Start of Block

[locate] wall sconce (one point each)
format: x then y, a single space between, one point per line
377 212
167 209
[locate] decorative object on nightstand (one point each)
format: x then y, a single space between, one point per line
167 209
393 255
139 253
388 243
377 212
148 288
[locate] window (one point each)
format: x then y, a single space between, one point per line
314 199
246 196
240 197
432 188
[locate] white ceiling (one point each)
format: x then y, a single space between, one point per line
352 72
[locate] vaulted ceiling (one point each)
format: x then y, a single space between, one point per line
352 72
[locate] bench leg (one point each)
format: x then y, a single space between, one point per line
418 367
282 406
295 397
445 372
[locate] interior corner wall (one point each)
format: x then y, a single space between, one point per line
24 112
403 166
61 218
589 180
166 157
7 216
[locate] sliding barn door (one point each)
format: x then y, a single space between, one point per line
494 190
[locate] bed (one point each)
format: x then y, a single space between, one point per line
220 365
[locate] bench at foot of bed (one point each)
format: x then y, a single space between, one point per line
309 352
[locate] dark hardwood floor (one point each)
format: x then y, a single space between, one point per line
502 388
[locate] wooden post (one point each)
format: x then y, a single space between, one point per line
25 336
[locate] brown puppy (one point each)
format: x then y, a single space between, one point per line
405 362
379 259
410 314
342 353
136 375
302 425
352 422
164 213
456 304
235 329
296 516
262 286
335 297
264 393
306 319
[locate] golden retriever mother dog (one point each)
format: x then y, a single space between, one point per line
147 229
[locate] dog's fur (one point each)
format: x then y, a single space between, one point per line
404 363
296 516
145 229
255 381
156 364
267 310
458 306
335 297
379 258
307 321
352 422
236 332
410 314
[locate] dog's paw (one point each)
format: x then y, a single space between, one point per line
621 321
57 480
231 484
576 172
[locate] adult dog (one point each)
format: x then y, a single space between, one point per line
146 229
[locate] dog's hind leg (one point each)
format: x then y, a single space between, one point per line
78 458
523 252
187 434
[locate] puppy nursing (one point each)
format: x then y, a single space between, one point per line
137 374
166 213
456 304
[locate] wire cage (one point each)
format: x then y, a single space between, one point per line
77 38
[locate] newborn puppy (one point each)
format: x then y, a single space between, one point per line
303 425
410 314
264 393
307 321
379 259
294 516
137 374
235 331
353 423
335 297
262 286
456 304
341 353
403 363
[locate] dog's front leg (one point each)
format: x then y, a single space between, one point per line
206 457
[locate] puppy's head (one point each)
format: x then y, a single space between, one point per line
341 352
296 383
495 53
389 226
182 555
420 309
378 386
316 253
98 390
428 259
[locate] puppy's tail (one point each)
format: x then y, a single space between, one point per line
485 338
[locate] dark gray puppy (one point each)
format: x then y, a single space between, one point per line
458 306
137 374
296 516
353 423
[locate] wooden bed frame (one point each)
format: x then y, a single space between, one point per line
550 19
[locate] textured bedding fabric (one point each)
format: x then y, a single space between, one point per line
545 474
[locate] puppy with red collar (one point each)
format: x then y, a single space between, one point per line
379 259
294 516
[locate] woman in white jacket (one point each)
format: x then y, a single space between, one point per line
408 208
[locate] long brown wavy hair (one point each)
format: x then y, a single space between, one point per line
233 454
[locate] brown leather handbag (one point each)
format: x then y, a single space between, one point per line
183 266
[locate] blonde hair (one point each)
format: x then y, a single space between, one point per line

End of Block

▶ Work item:
Provide the number of lines above in which the word "wall" appears, with no further words.

▶ Exercise answer:
2